Reading passage -
********
He joined The Guardian in 1976, becoming the newspaper's Westminster Correspondent in 1986. He won numerous awards for his political coverage.

He came to national prominence in the 90s for uncovering a series of Westminster political financial scandals in what was dubbed "Tory sleaze", which contributed to the Conservatives' historic landslide defeat to Tony Blair-led Labour in the 1997 election.

One of his investigations uncovered the "Cash-for-questions affair" which led to the bankruptcy of Ian Greer Associates, one of the country's biggest lobbying companies, and the resignations of two junior ministers, Neil Hamilton and Tim Smith. Hencke was named in 1994 What the Papers Say Journalist of the Year for this exposé.

Hencke won "Scoop of the Year" in 1998 for another story, concerning newly elected New Labour, that caused the first resignation of Peter Mandelson, over a secret undeclared £373,000 home loan given to him by fellow Treasury minister, Geoffrey Robinson.

After authoring several more books in the 2000s, he took voluntary redundancy from The Guardian after 33 years in 2009. He worked as the Westminster correspondent for Tribune and an investigative journalist for the (now closed) Exaro website.
********
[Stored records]
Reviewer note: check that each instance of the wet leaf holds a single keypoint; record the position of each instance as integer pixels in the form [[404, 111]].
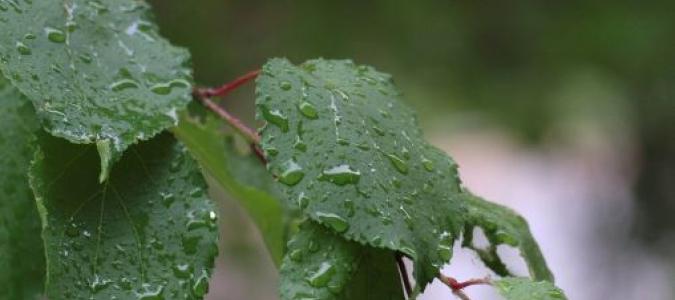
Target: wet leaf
[[242, 175], [502, 225], [97, 72], [149, 232], [357, 161], [322, 265], [514, 288], [21, 251]]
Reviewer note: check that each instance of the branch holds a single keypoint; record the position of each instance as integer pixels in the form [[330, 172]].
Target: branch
[[404, 274], [457, 287], [225, 89]]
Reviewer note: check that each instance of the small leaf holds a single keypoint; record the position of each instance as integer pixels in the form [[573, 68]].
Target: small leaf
[[149, 232], [322, 265], [96, 71], [365, 170], [21, 249], [243, 176], [503, 226], [517, 288]]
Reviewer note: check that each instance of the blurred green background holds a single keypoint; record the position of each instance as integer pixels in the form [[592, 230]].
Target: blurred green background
[[542, 74]]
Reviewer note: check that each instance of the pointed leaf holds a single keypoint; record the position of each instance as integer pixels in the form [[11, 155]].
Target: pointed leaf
[[515, 288], [502, 225], [96, 71], [351, 155], [322, 265], [21, 251], [149, 232], [242, 175]]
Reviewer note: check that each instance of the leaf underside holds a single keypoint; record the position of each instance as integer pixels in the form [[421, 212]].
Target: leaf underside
[[149, 232], [242, 175], [322, 265], [96, 71], [518, 288], [21, 252]]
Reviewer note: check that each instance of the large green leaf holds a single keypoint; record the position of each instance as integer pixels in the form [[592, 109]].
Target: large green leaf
[[515, 288], [21, 252], [243, 176], [502, 225], [96, 71], [149, 232], [351, 155], [322, 265]]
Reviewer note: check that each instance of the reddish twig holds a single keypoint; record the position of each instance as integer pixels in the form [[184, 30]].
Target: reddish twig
[[404, 274], [244, 130], [457, 286], [223, 90]]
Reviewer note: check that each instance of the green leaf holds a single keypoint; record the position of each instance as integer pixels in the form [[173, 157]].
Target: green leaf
[[242, 175], [96, 71], [502, 225], [322, 265], [351, 155], [516, 288], [21, 252], [149, 232]]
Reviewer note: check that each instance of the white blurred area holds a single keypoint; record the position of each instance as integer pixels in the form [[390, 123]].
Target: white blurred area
[[575, 193]]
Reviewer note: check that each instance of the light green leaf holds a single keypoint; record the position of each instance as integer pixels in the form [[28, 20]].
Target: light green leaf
[[502, 225], [149, 232], [21, 252], [322, 265], [96, 71], [351, 155], [516, 288], [242, 175]]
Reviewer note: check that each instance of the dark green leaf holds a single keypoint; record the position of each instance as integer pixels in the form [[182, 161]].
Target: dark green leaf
[[514, 288], [243, 176], [21, 251], [96, 71], [351, 155], [502, 225], [149, 232], [322, 265]]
********
Tasks to carry out -
1. According to the passage on Hencke's career, in what year did he become The Guardian's Westminster Correspondent?
2. For each statement, say whether it agrees with the passage on Hencke's career, and quote the words that decide it: (a) Hencke joined The Guardian in 1976. (b) The Cash-for-questions affair led to the resignations of three junior ministers. (c) Hencke won "Scoop of the Year" in 1998.
3. Write out the part of the passage on Hencke's career that opens with the words containing "After authoring several" and closes with "closed) Exaro website.".
The stored lines have no role here.

Final answers -
1. 1986

2.
(a) Yes: "He joined The Guardian in 1976"
(b) No: "the resignations of two junior ministers, Neil Hamilton and Tim Smith"
(c) Yes: "Hencke won "Scoop of the Year" in 1998"

3.
After authoring several more books in the 2000s, he took voluntary redundancy from The Guardian after 33 years in 2009. He worked as the Westminster correspondent for Tribune and an investigative journalist for the (now closed) Exaro website.